§ Texte du document:
┏━━

Moi, fan des Spurs, je repars pour un tour
Le 17 mai 2023 à 19:00 par Giovanni Marriette
Hier soir j’ai crié, hier soir je suis redevenu fan. Hier soir je n’étais pas devant le basket, enfin “pas vraiment”. Je m’appelle G.M., je suis rédacteur pour TrashTalk, fan des Spurs depuis plus de 20 ans, et hier soir j’ai vécu ma plus belle émotion de fan depuis presque dix ans.
C’est peut-être pour ça que ce sport est si particulier. Parce que son entertainment, le sens du spectacle qu’il s’affaire à donner, est à ce point millimétré que l’on s’y laisse prendre à chaque fois. Hier soir avait lieu la fameuse Loterie NBA, cérémonie semblable dans un premier temps à Motus, et dans un deuxième au reveal des éliminés de Koh-Lanta, enveloppe ouverte face caméra et gros plan sur un homme au sourire Colgate et fan des UV. Une cérémonie qui avait pour but de décider quelle franchise NBA allait récupérer le first pick de la prochaine Draft, qui avait pour but de décider quelle franchise allait récupérer l’Alien Victor Wembanyama, jeune pépite française de 2m24 considérée par un paquet de mecs qui s’y connaissent comme l’un des prospects les plus excitants de l’histoire de ce sport. Rien que ça.
L’histoire d’un jeune fan français qui prend subitement l’accent texan
Retour 22 ans plus tôt.

┗━━

§ Lignes de données:
┏━━

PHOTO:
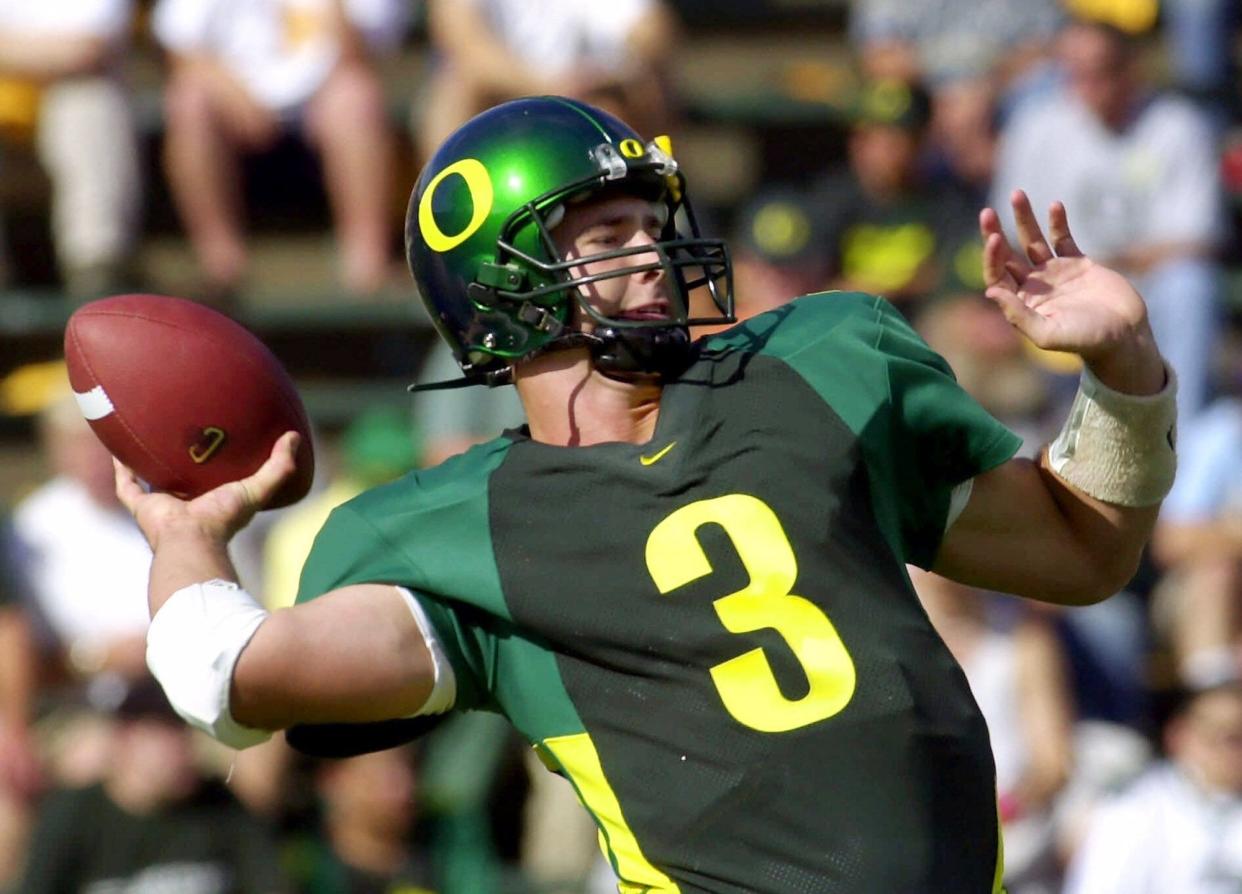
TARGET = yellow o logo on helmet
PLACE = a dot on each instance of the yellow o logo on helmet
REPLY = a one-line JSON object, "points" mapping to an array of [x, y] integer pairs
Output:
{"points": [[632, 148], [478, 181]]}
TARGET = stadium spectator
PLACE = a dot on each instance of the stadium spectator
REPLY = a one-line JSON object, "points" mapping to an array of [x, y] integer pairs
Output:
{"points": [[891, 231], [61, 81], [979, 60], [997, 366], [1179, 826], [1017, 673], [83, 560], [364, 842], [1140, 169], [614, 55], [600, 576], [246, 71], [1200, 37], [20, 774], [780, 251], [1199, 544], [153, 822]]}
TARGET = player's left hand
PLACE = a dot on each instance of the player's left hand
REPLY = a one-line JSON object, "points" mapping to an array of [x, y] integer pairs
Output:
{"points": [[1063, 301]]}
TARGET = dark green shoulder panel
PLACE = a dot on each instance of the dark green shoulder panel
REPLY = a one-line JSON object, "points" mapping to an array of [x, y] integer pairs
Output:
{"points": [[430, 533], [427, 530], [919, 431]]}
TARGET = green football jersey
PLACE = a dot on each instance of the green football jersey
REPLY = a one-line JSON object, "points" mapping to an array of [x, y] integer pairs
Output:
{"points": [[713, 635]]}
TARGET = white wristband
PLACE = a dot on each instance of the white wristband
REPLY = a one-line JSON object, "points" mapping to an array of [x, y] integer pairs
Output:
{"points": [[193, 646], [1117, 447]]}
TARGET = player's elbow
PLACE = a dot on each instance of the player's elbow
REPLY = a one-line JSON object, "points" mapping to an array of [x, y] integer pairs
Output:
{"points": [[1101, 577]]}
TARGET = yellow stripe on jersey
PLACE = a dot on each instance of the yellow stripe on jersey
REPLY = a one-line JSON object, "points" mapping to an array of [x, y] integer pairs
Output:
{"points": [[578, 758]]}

┗━━

Écrivez la suite du récit de ce fan des Spurs.

4 janvier 2001, petite salle de Bourg-en-Bresse, le hangar comme ils l’appellent. Tony Parker et le Paris Basket Racing s’inclinent face à la JL Bourg et celui qui est encore un jeune coq qui se prend pour un américain se prend de plein fouet la défense des Fabrice Serrano ou autres Jean-Luc Tissot. Une autre époque, dans une équipe de Paris où évolue le regretté Thierry Rupert, père d’un jeune homme – Rayan – qui sera également drafté dans quelques mois. Les boucles, toujours bouclées.
Quelques mois plus tard et malgré les huées du public bressan qui retournera vite sa veste (coucou, c’est moi), Tony Parker partira aux Etats-Unis, dans la grande NBA, concept encore un peu lointain pour les fans de basket en France. Pour ma part ? Je plonge dans le grand bain, dans le grand bain des Spurs, du Spurs basketball. Tim Duncan et ses moves presque robotiques me questionnaient, l’arrivée de Tony Parker à San Antonio me permettra de les voir beaucoup plus souvent, et quelques temps plus tard Tim Duncan deviendra mon joueur préféré et il l’est toujours, 22 ans plus tard.
22 ans. En 22 ans ? Il s’en est passé des choses. Se refaire le film de 1999, j’étais un peu jeune, puis vivre la bague de 2003, la première de Tony et la dernière de David Robinson. George Eddy qui hurle à la sortie définitive de l’Amiral, lui-même en pleurs dans les bras de Kevin Willis, téma les grognards. Tony qui vit sa meilleure vie et, moi, je découvre ce que veut dire le mot “fan”, avec mes VHS et mes jerseys de contrefaçons achetés au marché de Vintimille à la frontière franco-italienne. Quelle époque.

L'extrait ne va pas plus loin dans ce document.